» **Task objective**
The span to be transcribed begins with the line that contains "in: indicate the salmon" and ends with the last line of the listing; copy it exactly and include nothing else.
'''
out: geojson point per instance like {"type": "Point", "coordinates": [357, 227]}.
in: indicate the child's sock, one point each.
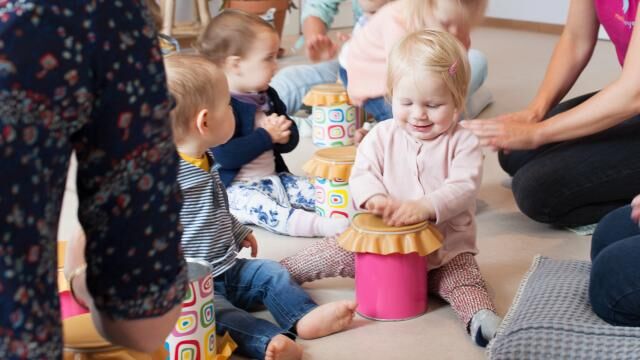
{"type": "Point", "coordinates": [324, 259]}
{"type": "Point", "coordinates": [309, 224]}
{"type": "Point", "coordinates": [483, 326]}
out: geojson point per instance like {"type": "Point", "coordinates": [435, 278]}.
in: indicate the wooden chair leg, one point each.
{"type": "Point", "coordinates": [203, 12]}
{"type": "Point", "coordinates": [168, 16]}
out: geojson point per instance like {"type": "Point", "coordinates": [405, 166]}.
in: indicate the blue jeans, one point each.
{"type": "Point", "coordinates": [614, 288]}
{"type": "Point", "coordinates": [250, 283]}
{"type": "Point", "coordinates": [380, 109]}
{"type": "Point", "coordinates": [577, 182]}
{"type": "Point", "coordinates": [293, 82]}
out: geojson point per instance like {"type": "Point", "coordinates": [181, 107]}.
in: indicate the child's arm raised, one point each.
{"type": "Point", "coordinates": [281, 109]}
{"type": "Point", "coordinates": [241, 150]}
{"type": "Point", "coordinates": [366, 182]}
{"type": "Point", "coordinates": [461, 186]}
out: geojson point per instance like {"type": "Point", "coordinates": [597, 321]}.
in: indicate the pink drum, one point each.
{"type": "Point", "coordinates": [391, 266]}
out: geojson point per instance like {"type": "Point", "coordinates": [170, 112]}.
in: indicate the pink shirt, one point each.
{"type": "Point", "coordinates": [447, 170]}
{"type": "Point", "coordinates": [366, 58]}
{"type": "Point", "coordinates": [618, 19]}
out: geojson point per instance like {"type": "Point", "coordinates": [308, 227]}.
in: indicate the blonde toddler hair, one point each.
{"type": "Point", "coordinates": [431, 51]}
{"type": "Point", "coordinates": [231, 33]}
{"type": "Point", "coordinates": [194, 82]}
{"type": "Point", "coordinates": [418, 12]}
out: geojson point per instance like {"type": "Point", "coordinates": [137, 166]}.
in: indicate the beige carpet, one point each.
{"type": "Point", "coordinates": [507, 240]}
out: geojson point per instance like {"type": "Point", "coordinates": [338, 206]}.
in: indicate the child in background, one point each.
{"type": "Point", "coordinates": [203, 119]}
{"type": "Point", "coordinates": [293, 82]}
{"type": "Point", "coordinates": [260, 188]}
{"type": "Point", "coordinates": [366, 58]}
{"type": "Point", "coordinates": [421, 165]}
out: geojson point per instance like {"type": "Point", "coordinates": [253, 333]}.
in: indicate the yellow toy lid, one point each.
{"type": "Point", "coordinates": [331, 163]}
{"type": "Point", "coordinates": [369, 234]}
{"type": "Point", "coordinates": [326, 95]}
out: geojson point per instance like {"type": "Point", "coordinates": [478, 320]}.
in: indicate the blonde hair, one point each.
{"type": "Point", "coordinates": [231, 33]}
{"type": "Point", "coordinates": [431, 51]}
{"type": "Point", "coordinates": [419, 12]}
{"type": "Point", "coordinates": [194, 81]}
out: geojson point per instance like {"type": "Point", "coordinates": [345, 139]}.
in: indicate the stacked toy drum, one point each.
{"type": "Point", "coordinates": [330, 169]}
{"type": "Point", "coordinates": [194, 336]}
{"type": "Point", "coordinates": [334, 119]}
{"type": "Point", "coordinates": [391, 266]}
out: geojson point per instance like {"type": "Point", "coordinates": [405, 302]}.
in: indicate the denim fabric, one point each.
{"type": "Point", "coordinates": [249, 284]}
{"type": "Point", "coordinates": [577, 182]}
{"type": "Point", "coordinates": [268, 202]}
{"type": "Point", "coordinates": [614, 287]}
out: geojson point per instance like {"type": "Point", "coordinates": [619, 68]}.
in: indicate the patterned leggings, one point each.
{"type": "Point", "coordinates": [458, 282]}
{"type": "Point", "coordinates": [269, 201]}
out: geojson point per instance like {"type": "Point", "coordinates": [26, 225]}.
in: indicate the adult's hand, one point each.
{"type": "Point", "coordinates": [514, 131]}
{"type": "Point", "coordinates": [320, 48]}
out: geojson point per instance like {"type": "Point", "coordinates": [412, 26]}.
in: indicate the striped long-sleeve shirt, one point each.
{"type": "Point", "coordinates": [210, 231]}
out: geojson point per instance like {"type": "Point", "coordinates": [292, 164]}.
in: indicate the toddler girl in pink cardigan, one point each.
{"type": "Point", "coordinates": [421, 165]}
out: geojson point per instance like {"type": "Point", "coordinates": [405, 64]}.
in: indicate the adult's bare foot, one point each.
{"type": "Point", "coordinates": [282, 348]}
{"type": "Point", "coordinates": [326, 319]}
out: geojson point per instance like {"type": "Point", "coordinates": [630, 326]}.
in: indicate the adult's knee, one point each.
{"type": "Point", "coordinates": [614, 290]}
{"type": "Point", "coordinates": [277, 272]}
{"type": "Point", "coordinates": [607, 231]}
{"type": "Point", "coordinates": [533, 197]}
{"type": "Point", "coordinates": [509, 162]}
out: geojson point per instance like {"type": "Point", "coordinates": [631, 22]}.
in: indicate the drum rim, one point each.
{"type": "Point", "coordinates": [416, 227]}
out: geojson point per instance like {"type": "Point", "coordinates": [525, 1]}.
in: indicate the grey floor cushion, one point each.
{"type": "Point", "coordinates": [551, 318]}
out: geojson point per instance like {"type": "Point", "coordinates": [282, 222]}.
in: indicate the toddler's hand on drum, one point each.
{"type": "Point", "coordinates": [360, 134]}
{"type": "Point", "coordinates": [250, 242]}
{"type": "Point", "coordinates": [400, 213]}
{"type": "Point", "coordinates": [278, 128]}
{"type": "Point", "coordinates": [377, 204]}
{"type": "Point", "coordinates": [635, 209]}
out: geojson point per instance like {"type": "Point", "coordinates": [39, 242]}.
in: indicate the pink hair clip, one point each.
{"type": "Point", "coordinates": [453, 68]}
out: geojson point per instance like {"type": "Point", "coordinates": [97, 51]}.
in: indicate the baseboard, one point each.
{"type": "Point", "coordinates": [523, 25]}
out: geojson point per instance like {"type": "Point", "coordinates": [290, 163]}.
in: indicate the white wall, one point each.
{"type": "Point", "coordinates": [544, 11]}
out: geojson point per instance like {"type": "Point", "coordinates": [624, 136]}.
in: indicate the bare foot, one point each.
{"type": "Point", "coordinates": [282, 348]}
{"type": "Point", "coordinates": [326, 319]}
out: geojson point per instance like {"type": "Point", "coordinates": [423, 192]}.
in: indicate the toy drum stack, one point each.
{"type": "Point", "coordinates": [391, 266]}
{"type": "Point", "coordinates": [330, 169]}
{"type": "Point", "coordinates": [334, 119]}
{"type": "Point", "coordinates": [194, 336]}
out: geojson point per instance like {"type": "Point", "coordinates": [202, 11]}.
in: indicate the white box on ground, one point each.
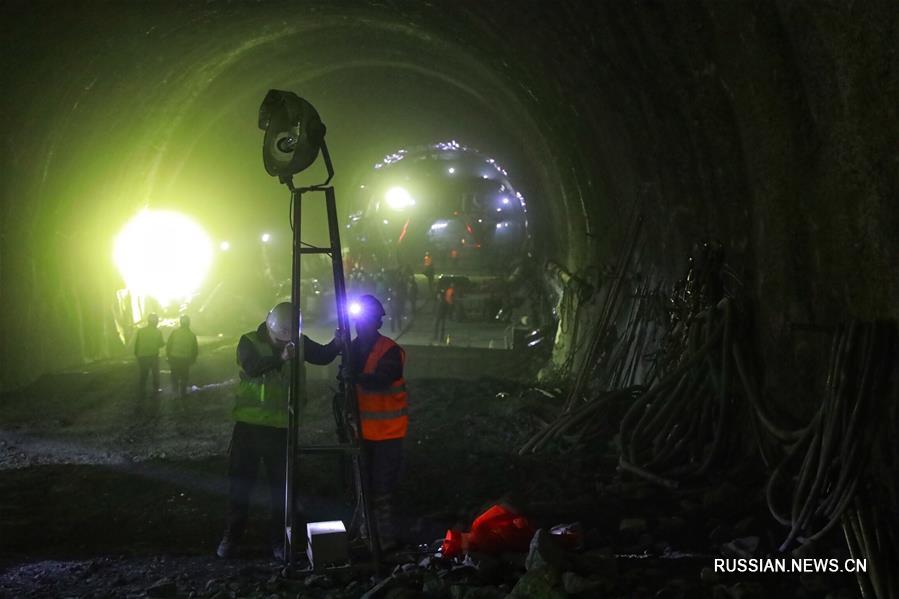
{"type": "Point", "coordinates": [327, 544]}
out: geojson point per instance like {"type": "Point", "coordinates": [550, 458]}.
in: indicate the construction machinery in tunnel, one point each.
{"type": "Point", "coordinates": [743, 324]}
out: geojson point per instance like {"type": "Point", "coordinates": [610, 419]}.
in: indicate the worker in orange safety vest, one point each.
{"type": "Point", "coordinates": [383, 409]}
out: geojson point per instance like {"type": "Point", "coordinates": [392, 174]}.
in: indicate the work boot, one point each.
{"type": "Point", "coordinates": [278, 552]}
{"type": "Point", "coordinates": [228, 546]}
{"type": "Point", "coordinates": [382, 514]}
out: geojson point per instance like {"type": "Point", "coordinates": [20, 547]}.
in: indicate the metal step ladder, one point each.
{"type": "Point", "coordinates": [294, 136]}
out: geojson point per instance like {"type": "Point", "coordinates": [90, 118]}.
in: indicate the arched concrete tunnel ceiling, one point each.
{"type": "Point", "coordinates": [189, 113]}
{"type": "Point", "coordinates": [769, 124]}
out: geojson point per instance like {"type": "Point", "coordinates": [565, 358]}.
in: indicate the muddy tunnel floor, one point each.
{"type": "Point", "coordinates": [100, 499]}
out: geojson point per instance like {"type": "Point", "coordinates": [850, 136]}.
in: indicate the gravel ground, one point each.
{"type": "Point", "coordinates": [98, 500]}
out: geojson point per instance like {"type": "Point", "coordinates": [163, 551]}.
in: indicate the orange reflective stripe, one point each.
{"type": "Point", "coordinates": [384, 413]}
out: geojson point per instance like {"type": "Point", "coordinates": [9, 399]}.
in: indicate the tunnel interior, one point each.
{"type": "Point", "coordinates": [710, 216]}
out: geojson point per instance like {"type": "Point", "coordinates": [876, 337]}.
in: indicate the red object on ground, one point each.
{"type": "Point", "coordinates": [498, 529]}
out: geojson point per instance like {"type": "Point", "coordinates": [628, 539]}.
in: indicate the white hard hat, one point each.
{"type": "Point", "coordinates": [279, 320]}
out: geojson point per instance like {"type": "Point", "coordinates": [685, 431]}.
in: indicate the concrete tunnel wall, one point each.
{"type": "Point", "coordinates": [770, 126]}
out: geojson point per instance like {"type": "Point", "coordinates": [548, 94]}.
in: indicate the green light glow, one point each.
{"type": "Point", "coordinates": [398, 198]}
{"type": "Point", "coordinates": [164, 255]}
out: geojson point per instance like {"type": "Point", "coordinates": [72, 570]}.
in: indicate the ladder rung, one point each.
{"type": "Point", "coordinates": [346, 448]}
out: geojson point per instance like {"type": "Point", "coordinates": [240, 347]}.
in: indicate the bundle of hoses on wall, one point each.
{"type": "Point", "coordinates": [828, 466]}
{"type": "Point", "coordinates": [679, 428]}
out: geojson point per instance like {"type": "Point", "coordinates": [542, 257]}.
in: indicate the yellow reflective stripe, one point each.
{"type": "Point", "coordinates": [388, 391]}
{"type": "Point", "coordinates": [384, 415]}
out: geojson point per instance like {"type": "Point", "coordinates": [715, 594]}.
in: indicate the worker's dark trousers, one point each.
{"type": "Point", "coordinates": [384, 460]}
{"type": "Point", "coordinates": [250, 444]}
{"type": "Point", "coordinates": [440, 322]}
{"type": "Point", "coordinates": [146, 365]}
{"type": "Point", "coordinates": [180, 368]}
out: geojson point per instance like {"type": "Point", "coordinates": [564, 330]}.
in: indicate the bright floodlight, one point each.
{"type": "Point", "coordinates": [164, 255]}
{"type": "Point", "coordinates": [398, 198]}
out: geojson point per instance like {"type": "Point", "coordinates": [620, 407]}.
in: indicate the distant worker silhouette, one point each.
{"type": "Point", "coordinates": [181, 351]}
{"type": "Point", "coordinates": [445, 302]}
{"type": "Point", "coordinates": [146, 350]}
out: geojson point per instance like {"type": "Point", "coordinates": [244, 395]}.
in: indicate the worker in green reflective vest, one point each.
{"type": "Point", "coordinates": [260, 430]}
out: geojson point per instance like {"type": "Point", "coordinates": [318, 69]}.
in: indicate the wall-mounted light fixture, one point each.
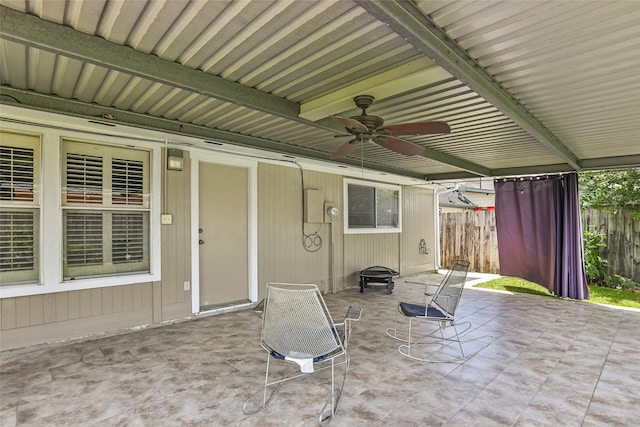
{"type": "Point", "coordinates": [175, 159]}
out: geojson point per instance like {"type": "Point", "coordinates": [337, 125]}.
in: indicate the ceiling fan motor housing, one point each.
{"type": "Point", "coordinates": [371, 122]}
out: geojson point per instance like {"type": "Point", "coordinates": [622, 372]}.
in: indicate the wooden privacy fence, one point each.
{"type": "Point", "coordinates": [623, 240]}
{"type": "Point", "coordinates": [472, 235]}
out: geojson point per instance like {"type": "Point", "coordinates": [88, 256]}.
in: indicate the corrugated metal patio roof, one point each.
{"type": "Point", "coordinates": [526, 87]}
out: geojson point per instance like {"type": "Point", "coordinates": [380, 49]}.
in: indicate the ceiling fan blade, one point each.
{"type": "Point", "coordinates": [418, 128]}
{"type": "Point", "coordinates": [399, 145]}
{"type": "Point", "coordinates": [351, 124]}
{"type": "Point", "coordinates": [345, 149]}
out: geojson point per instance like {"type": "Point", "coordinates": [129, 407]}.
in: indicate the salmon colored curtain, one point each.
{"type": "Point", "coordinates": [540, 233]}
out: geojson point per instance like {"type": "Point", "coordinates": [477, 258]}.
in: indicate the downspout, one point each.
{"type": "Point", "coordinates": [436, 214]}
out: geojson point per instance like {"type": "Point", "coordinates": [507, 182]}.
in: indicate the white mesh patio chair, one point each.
'''
» **Task result**
in: indicate the salmon colored curtain, one point each.
{"type": "Point", "coordinates": [540, 233]}
out: geojson point per instance like {"type": "Point", "coordinates": [477, 258]}.
in: indicate the downspout, one point each.
{"type": "Point", "coordinates": [436, 214]}
out: geojson point per instance like {"type": "Point", "coordinates": [507, 182]}.
in: indicate the white mesh patio chair, one point each.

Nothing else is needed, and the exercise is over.